**PROMPT:** Copy out exactly every line from the line containing "Can you see the black" until the records below end, inclusive of both boundary lines.

**DATA:**
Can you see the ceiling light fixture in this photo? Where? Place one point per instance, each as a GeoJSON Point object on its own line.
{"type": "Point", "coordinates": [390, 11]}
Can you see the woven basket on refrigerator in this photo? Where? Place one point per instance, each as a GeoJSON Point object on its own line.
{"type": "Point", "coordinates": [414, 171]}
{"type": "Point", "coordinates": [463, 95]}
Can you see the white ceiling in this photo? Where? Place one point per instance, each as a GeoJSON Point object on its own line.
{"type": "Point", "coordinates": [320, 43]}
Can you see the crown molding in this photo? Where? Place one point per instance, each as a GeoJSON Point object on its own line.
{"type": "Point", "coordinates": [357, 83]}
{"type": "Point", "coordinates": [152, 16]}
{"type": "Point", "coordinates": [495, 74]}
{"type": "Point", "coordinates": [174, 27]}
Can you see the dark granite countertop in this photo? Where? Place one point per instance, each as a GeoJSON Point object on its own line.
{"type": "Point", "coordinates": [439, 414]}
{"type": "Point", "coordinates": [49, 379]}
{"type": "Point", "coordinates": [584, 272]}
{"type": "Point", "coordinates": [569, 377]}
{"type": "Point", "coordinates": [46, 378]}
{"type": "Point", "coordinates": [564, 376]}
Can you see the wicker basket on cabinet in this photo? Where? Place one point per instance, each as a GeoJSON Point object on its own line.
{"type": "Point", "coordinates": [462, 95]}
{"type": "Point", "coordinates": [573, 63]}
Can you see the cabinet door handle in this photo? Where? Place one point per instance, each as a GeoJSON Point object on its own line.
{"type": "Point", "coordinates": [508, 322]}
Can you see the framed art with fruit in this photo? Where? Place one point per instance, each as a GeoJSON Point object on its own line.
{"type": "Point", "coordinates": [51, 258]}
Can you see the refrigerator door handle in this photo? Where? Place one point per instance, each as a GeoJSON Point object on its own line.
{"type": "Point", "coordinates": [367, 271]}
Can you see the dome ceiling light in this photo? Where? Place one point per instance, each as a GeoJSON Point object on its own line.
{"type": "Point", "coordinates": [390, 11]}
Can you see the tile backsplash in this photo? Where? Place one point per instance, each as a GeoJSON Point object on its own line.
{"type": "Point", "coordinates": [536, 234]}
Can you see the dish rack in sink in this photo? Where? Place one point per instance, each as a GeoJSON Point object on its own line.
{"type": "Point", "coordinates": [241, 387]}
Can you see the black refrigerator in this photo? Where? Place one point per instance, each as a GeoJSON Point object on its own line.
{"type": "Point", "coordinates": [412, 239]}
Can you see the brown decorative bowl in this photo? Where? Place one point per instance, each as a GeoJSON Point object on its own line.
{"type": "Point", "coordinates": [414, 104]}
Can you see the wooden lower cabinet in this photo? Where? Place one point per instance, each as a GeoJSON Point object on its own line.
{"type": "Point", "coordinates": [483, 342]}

**FINISHED ANSWER:**
Can you see the black refrigerator in this photo? Where? Place one point per instance, each as a GeoJSON Point object on its own line.
{"type": "Point", "coordinates": [412, 239]}
Can you see the brown decorative bowl in this photo? Where? Place one point per instance, each as a GeoJSON Point object on its own line.
{"type": "Point", "coordinates": [414, 104]}
Can you see the wooden lower cabinet in this photo? Where? Place one point per instance, each as a GeoJSON Point object on its own line.
{"type": "Point", "coordinates": [483, 342]}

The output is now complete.